The composition of the gut microbiota is influenced by host genetics, the environment and diet; changes in these factors can disrupt intestinal homeostasis and lead to pathologies such as inflammatory bowel disease (IBD). Reporting in Nature Medicine, Lamas et al. show that mice lacking caspase recruitment domain-containing protein 9 (CARD9) are more susceptible to colitis owing to having an altered microbiota that has impaired tryptophan metabolism and pro-inflammatory effects.

Credit: Cultura Creative (RF)/Alamy

Mice lacking CARD9 have previously been shown to be more susceptible to colitis due to defective interleukin-22 (IL-22) activation. Furthermore, tryptophan metabolites generated by the microbiota can modulate the production of IL-22, which is known to be important for intestinal homeostasis. Here, the interaction between CARD9, the microbiota and tryptophan in intestinal homeostasis was investigated.

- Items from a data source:
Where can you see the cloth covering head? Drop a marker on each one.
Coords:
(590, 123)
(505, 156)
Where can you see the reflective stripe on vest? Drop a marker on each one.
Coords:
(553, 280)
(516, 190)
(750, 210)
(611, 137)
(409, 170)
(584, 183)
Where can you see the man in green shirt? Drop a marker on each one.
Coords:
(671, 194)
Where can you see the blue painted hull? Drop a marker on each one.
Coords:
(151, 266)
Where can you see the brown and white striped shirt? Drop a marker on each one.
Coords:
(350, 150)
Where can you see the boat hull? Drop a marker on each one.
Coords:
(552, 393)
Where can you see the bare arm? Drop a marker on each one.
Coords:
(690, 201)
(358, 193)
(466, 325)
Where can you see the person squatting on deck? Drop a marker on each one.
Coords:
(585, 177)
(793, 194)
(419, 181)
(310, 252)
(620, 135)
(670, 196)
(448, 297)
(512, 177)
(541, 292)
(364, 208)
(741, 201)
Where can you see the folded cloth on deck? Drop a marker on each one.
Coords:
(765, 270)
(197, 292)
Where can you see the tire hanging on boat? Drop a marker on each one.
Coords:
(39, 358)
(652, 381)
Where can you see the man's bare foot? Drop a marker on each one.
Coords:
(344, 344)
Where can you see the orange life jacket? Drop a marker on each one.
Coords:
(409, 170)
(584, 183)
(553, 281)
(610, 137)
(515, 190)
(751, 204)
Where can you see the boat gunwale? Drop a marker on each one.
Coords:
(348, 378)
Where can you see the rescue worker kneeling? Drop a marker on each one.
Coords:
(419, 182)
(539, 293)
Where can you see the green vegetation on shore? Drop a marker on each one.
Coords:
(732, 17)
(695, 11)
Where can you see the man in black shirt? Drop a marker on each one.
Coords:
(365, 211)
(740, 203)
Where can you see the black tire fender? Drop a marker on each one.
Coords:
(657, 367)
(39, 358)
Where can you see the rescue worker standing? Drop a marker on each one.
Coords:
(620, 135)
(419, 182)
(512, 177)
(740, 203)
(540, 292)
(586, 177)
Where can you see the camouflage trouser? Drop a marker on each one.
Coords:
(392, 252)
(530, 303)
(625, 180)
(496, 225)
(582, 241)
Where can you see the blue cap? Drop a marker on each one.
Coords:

---

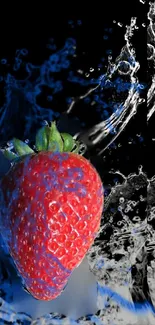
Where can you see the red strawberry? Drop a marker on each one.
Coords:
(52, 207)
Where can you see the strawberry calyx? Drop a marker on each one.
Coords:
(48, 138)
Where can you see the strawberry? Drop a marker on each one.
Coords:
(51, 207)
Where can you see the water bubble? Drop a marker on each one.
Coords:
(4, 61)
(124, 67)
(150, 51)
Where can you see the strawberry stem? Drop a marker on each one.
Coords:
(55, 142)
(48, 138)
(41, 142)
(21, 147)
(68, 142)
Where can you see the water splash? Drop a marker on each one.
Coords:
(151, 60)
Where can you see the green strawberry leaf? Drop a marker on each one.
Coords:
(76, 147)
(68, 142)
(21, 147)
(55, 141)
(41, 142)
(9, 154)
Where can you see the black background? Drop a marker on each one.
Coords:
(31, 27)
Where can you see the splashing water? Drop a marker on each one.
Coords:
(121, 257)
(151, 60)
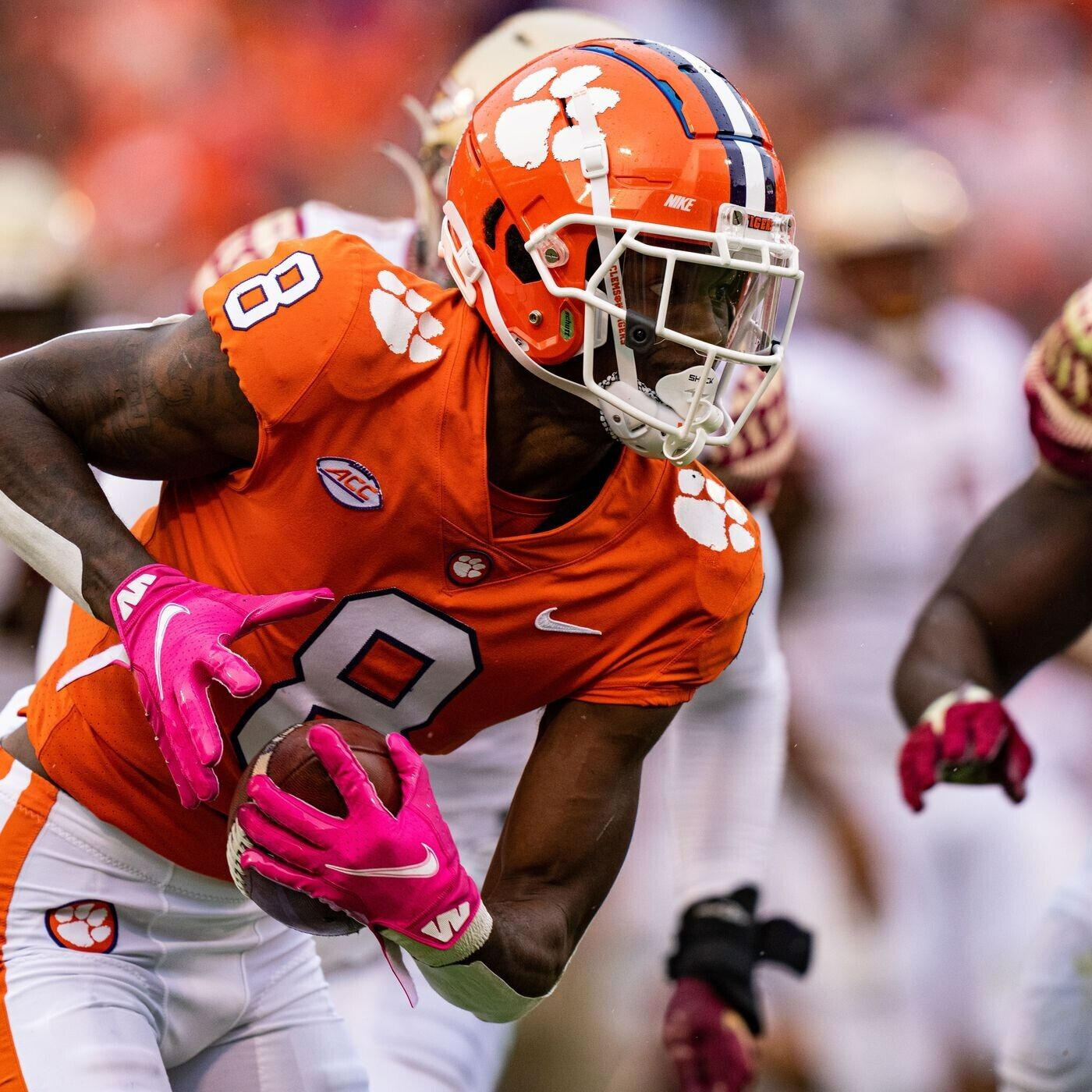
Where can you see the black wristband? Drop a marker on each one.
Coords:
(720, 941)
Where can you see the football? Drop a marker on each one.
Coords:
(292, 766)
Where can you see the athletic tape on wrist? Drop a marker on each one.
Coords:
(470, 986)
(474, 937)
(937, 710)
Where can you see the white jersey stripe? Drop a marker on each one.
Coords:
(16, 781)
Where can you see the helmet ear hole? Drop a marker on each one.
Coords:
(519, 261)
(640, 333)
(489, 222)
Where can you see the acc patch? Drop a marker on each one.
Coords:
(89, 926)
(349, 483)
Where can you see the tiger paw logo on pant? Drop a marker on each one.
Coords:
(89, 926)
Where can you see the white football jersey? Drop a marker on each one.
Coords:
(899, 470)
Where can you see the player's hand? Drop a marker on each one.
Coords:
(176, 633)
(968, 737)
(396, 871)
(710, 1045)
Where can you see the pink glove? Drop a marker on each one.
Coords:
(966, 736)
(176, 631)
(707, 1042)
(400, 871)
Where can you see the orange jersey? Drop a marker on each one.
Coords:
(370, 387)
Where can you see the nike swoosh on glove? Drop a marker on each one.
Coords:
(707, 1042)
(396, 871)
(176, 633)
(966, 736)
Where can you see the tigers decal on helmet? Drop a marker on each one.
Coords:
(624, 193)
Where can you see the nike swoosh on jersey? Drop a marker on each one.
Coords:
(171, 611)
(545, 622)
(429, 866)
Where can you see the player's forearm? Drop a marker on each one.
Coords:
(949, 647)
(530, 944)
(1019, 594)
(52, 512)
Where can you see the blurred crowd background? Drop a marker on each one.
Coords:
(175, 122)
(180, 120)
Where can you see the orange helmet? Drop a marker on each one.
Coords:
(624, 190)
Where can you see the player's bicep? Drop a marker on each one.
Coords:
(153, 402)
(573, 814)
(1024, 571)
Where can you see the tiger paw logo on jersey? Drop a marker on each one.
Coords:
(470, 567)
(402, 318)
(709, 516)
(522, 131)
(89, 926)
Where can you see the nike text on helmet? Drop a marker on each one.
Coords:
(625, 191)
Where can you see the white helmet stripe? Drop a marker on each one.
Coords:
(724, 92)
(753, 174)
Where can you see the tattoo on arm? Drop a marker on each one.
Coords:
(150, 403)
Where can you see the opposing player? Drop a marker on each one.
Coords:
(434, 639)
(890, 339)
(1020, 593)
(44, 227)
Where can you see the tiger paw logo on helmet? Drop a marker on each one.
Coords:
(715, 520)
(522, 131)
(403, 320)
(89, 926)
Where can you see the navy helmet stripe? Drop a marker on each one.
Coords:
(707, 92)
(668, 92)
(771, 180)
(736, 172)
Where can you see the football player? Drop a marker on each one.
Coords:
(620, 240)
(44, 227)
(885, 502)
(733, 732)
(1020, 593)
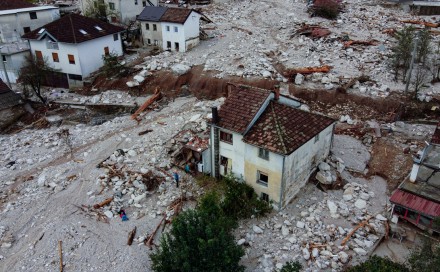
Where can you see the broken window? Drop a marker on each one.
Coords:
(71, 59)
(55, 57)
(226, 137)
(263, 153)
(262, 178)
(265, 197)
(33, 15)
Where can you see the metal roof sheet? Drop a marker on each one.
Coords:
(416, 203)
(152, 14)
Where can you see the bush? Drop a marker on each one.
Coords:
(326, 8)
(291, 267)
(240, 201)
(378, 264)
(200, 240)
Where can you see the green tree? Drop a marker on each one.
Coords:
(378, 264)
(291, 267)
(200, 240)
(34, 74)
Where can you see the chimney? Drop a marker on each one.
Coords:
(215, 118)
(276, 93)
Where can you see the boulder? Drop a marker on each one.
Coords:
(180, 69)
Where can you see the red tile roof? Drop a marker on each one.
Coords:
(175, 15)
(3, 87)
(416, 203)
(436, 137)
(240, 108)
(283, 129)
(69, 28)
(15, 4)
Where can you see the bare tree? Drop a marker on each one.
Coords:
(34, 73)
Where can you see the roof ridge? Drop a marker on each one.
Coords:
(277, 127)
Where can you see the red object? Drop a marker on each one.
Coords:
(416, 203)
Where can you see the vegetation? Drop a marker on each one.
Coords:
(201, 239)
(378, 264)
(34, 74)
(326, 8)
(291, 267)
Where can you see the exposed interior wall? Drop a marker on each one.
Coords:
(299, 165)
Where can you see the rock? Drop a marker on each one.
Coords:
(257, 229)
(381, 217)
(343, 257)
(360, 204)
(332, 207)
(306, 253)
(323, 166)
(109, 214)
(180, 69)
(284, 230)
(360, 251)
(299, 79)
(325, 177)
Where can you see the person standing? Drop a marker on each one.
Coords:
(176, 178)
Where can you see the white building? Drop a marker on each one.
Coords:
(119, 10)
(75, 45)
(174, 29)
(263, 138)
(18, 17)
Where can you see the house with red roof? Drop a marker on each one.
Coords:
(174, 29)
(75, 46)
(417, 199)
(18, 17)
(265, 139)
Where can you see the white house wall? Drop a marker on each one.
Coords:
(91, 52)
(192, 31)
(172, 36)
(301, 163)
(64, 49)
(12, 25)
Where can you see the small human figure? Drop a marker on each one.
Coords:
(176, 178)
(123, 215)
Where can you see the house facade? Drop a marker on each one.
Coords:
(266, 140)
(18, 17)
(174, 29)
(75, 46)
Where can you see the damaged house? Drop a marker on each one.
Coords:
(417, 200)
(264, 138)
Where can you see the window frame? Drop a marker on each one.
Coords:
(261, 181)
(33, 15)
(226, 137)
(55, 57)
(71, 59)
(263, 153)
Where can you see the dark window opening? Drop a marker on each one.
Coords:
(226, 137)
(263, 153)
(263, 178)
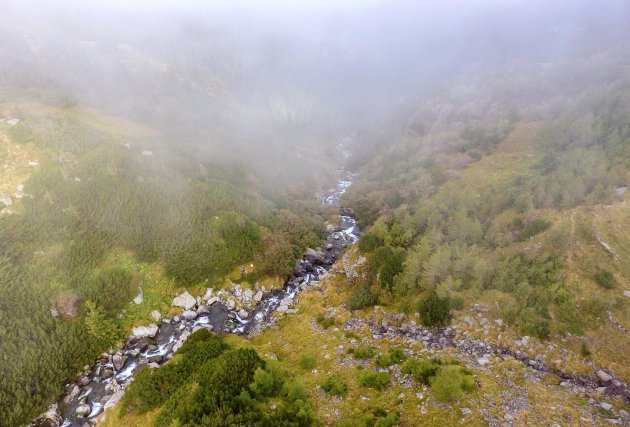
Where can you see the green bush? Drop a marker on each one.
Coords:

- Your objective: Please reproduce the part of the passage on CARD9 and the gut microbiota starting with "Credit: Cultura Creative" and going on through "homeostasis was investigated.", word for word. None of the items above has any bearing on this work.

- Your solution:
Credit: Cultura Creative (RF)/Alamy

Mice lacking CARD9 have previously been shown to be more susceptible to colitis due to defective interleukin-22 (IL-22) activation. Furthermore, tryptophan metabolites generated by the microbiota can modulate the production of IL-22, which is known to be important for intestinal homeostasis. Here, the interaction between CARD9, the microbiota and tryptophan in intestinal homeostasis was investigated.